Records supplied Start Marker
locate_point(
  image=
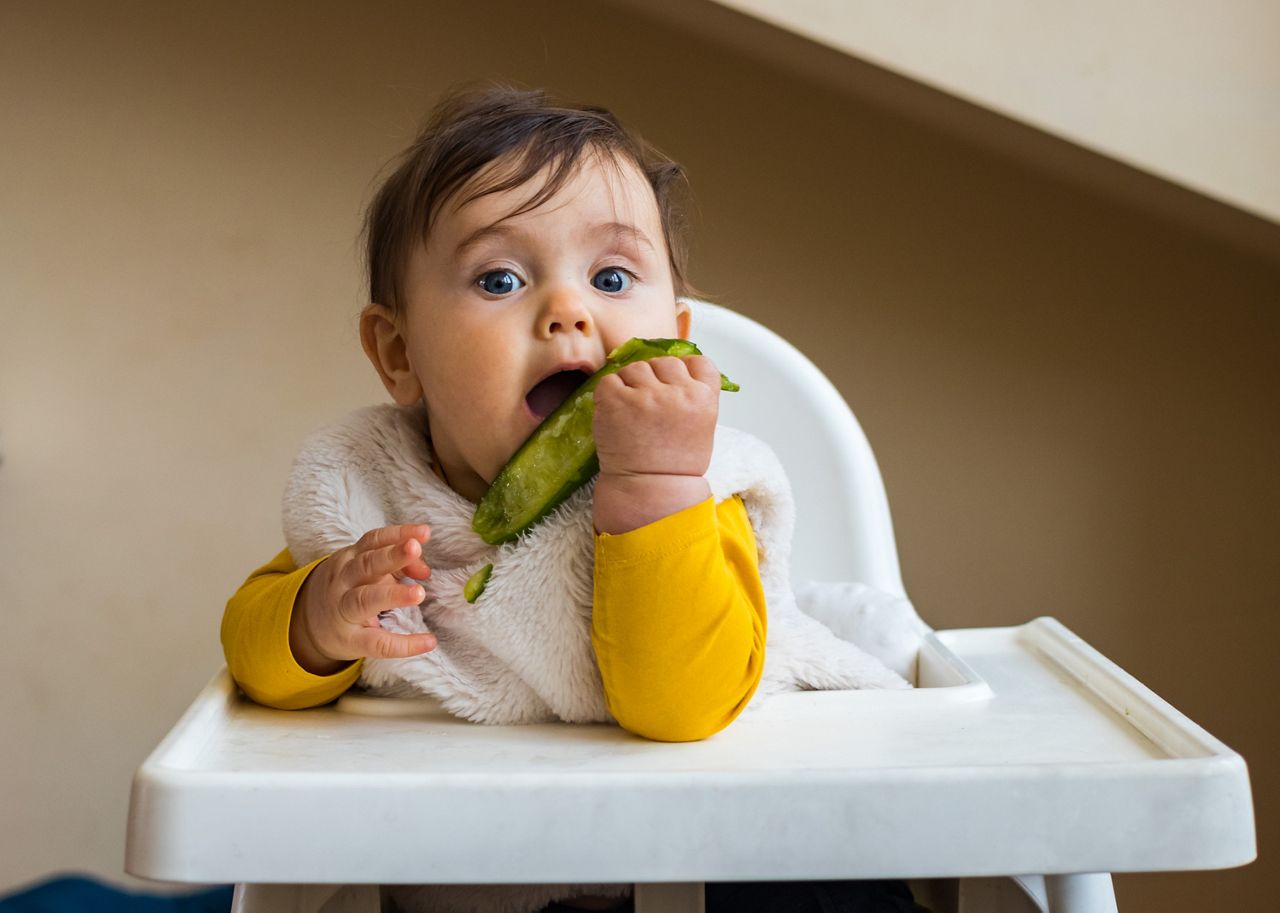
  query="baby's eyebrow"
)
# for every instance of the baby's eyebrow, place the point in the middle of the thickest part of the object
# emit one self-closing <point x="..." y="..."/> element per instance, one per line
Records supplied End Marker
• _Work item_
The output must match the records word for word, except that no pictures appear.

• _Written response_
locate_point(
  image=
  query="baby's eyebrow"
)
# for every instance of the baby's eyebrow, place the point in the middle of the thickest part of the object
# emit one self-closing <point x="..." y="..."/> element per instance, one per line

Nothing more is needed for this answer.